WHAT TO DO:
Produce a verbatim transcription of the records below, beginning at the line containing "The long-sleeved blue" and ending at the final line; include only those lines.

# # #

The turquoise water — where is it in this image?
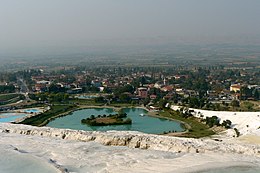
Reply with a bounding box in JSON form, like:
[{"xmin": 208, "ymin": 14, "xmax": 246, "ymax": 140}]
[
  {"xmin": 24, "ymin": 109, "xmax": 41, "ymax": 113},
  {"xmin": 0, "ymin": 113, "xmax": 27, "ymax": 123},
  {"xmin": 47, "ymin": 108, "xmax": 184, "ymax": 134},
  {"xmin": 78, "ymin": 95, "xmax": 97, "ymax": 99},
  {"xmin": 200, "ymin": 166, "xmax": 260, "ymax": 173}
]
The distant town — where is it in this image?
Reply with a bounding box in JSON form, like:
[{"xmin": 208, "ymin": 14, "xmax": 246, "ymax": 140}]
[{"xmin": 0, "ymin": 63, "xmax": 260, "ymax": 111}]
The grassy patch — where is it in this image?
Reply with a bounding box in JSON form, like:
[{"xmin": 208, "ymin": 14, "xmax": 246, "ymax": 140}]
[
  {"xmin": 20, "ymin": 105, "xmax": 77, "ymax": 126},
  {"xmin": 159, "ymin": 110, "xmax": 215, "ymax": 138}
]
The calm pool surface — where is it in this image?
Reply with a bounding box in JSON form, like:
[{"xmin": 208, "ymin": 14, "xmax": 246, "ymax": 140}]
[{"xmin": 47, "ymin": 108, "xmax": 184, "ymax": 134}]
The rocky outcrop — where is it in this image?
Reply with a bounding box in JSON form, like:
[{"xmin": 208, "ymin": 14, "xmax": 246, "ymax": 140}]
[{"xmin": 0, "ymin": 123, "xmax": 260, "ymax": 157}]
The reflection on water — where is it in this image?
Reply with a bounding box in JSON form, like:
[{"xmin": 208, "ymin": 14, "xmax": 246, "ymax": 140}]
[{"xmin": 47, "ymin": 108, "xmax": 184, "ymax": 134}]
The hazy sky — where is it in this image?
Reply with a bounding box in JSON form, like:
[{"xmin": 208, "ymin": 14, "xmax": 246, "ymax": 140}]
[{"xmin": 0, "ymin": 0, "xmax": 260, "ymax": 51}]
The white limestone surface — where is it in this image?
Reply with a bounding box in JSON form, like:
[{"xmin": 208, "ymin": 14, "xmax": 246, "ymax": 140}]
[
  {"xmin": 0, "ymin": 129, "xmax": 260, "ymax": 173},
  {"xmin": 171, "ymin": 106, "xmax": 260, "ymax": 138}
]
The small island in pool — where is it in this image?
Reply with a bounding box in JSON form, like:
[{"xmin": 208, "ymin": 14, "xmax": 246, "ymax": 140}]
[{"xmin": 81, "ymin": 113, "xmax": 132, "ymax": 126}]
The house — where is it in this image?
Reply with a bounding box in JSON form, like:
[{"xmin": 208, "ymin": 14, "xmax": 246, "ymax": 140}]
[
  {"xmin": 229, "ymin": 84, "xmax": 241, "ymax": 93},
  {"xmin": 138, "ymin": 88, "xmax": 148, "ymax": 99}
]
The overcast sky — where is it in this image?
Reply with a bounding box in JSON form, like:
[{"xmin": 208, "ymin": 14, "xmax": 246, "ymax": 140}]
[{"xmin": 0, "ymin": 0, "xmax": 260, "ymax": 51}]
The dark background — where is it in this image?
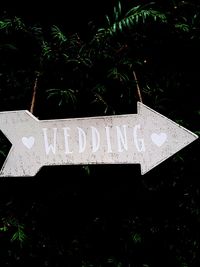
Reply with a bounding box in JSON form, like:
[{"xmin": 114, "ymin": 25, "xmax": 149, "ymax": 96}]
[{"xmin": 0, "ymin": 0, "xmax": 200, "ymax": 267}]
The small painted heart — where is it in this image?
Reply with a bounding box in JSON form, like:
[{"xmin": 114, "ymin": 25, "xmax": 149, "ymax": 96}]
[
  {"xmin": 22, "ymin": 136, "xmax": 35, "ymax": 149},
  {"xmin": 151, "ymin": 133, "xmax": 167, "ymax": 147}
]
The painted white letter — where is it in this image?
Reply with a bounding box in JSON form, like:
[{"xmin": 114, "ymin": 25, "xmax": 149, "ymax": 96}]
[
  {"xmin": 91, "ymin": 126, "xmax": 100, "ymax": 153},
  {"xmin": 105, "ymin": 126, "xmax": 112, "ymax": 153},
  {"xmin": 116, "ymin": 125, "xmax": 128, "ymax": 152},
  {"xmin": 133, "ymin": 124, "xmax": 145, "ymax": 152},
  {"xmin": 77, "ymin": 127, "xmax": 86, "ymax": 153},
  {"xmin": 63, "ymin": 127, "xmax": 73, "ymax": 154},
  {"xmin": 42, "ymin": 128, "xmax": 57, "ymax": 155}
]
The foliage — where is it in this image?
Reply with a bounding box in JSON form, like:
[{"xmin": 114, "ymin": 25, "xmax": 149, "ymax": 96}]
[{"xmin": 0, "ymin": 0, "xmax": 200, "ymax": 267}]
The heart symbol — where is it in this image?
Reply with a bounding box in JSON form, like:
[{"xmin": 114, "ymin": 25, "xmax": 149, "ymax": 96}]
[
  {"xmin": 151, "ymin": 133, "xmax": 167, "ymax": 147},
  {"xmin": 22, "ymin": 136, "xmax": 35, "ymax": 149}
]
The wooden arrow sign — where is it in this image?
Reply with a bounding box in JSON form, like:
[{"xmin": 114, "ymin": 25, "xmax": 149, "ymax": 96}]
[{"xmin": 0, "ymin": 102, "xmax": 198, "ymax": 176}]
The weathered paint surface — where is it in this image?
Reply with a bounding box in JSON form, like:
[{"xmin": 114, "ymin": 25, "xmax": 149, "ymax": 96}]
[{"xmin": 0, "ymin": 102, "xmax": 198, "ymax": 176}]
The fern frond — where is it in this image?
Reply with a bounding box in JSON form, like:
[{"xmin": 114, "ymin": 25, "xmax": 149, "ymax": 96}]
[{"xmin": 51, "ymin": 25, "xmax": 67, "ymax": 44}]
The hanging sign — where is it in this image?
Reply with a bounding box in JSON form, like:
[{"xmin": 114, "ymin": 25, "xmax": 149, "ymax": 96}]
[{"xmin": 0, "ymin": 102, "xmax": 198, "ymax": 176}]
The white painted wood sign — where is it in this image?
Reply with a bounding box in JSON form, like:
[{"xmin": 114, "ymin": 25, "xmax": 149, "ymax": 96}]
[{"xmin": 0, "ymin": 102, "xmax": 198, "ymax": 176}]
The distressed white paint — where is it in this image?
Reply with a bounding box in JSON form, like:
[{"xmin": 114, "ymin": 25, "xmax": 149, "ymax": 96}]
[{"xmin": 0, "ymin": 102, "xmax": 198, "ymax": 176}]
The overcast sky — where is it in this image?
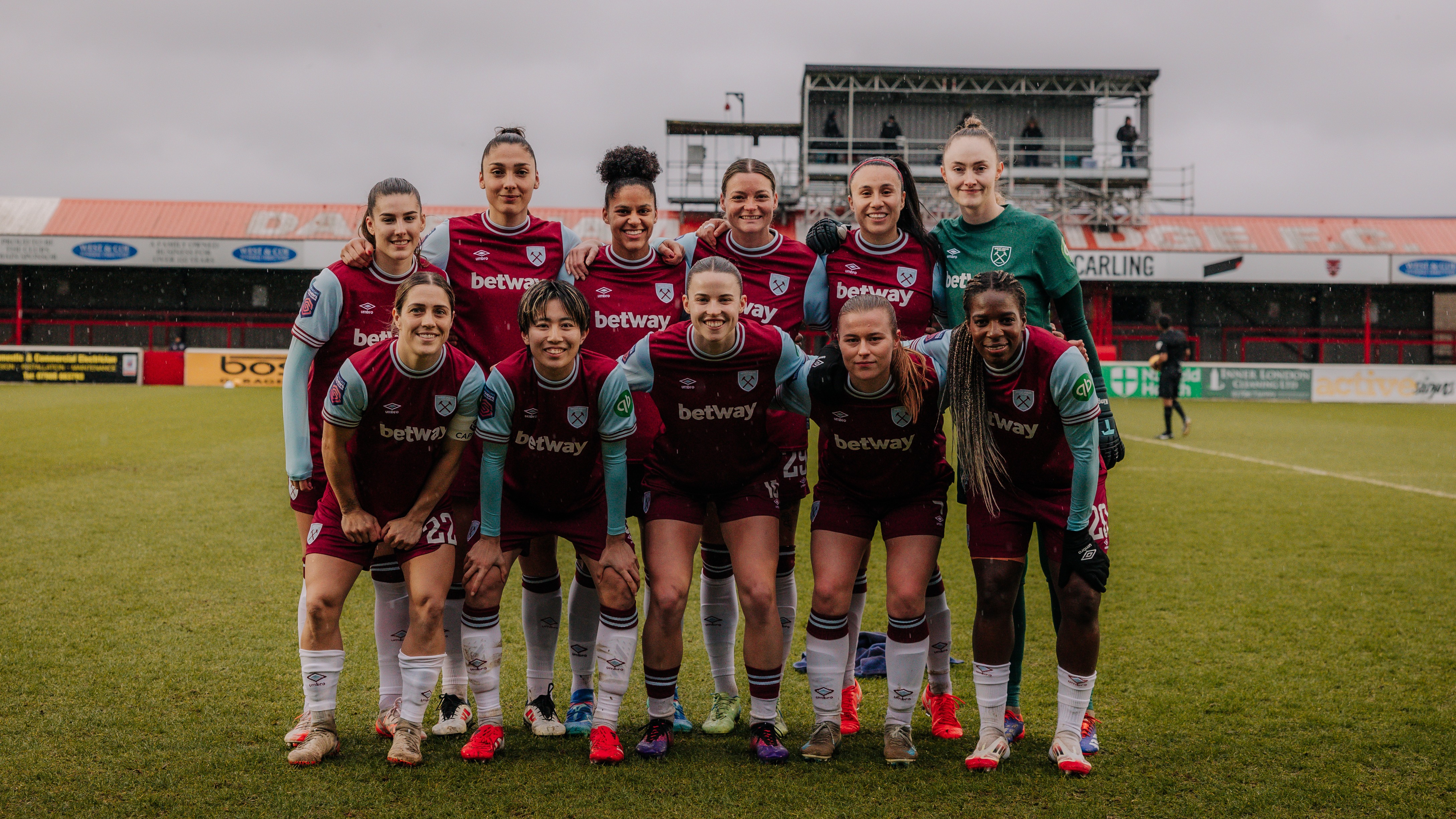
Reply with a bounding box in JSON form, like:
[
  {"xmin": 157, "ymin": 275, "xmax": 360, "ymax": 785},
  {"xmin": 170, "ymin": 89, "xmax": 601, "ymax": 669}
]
[{"xmin": 0, "ymin": 0, "xmax": 1456, "ymax": 216}]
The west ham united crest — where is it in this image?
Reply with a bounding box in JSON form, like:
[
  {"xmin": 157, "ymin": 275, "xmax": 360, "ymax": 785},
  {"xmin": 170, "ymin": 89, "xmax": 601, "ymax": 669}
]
[{"xmin": 566, "ymin": 407, "xmax": 587, "ymax": 430}]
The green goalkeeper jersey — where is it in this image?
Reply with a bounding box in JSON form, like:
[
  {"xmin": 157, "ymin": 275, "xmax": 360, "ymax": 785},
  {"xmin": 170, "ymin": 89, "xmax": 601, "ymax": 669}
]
[{"xmin": 932, "ymin": 204, "xmax": 1077, "ymax": 329}]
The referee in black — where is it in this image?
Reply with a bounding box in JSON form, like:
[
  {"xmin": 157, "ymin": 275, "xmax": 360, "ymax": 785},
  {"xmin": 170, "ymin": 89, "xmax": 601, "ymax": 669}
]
[{"xmin": 1150, "ymin": 316, "xmax": 1192, "ymax": 440}]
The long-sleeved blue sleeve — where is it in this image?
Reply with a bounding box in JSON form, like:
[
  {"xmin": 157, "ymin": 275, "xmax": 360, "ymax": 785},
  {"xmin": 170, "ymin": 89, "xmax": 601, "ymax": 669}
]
[
  {"xmin": 600, "ymin": 440, "xmax": 627, "ymax": 535},
  {"xmin": 282, "ymin": 338, "xmax": 317, "ymax": 481},
  {"xmin": 480, "ymin": 439, "xmax": 505, "ymax": 538}
]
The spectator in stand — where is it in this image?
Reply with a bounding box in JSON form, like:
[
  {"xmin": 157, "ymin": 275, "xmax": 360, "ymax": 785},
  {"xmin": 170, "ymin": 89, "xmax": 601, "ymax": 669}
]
[
  {"xmin": 1117, "ymin": 117, "xmax": 1137, "ymax": 168},
  {"xmin": 879, "ymin": 114, "xmax": 901, "ymax": 153},
  {"xmin": 1021, "ymin": 117, "xmax": 1045, "ymax": 168},
  {"xmin": 824, "ymin": 111, "xmax": 845, "ymax": 165}
]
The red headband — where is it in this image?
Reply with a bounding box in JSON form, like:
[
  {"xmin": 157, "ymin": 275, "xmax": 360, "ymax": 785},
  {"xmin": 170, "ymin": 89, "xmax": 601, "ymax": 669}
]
[{"xmin": 846, "ymin": 156, "xmax": 906, "ymax": 186}]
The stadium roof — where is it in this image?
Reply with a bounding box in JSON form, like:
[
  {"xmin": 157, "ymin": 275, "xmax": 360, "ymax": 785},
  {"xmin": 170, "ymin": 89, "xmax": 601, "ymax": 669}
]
[{"xmin": 0, "ymin": 197, "xmax": 1456, "ymax": 255}]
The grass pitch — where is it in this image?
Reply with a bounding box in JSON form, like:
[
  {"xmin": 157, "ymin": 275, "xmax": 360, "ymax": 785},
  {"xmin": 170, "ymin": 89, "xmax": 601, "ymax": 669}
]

# # #

EXPECTED ANSWER:
The long-sleeved blue sleeve — where is it in this image?
Reply with a bounding box in JSON form, like:
[
  {"xmin": 157, "ymin": 275, "xmax": 360, "ymax": 785},
  {"xmin": 170, "ymin": 89, "xmax": 601, "ymax": 669}
]
[
  {"xmin": 600, "ymin": 440, "xmax": 627, "ymax": 535},
  {"xmin": 282, "ymin": 338, "xmax": 317, "ymax": 481},
  {"xmin": 480, "ymin": 439, "xmax": 505, "ymax": 538}
]
The spectator in stand — where is it in this image?
Reply with a bounding box in JSON form, like:
[
  {"xmin": 157, "ymin": 275, "xmax": 360, "ymax": 785},
  {"xmin": 170, "ymin": 89, "xmax": 601, "ymax": 669}
]
[
  {"xmin": 1117, "ymin": 117, "xmax": 1137, "ymax": 168},
  {"xmin": 879, "ymin": 114, "xmax": 901, "ymax": 153},
  {"xmin": 1021, "ymin": 117, "xmax": 1045, "ymax": 168},
  {"xmin": 824, "ymin": 111, "xmax": 845, "ymax": 165}
]
The red headband — where is it in this image?
Reply with a bounding box in JSON form, like:
[
  {"xmin": 157, "ymin": 275, "xmax": 360, "ymax": 785},
  {"xmin": 170, "ymin": 89, "xmax": 601, "ymax": 669}
]
[{"xmin": 846, "ymin": 156, "xmax": 906, "ymax": 186}]
The stadium roof — where is it in this image?
Reply with a bounding box in JSON form, like:
[
  {"xmin": 157, "ymin": 275, "xmax": 360, "ymax": 785},
  {"xmin": 170, "ymin": 89, "xmax": 601, "ymax": 669}
]
[{"xmin": 0, "ymin": 197, "xmax": 1456, "ymax": 255}]
The grass pitch — where is it in this image?
Reply with a bounding box in JSON form, like:
[
  {"xmin": 157, "ymin": 275, "xmax": 360, "ymax": 785},
  {"xmin": 170, "ymin": 89, "xmax": 601, "ymax": 669}
]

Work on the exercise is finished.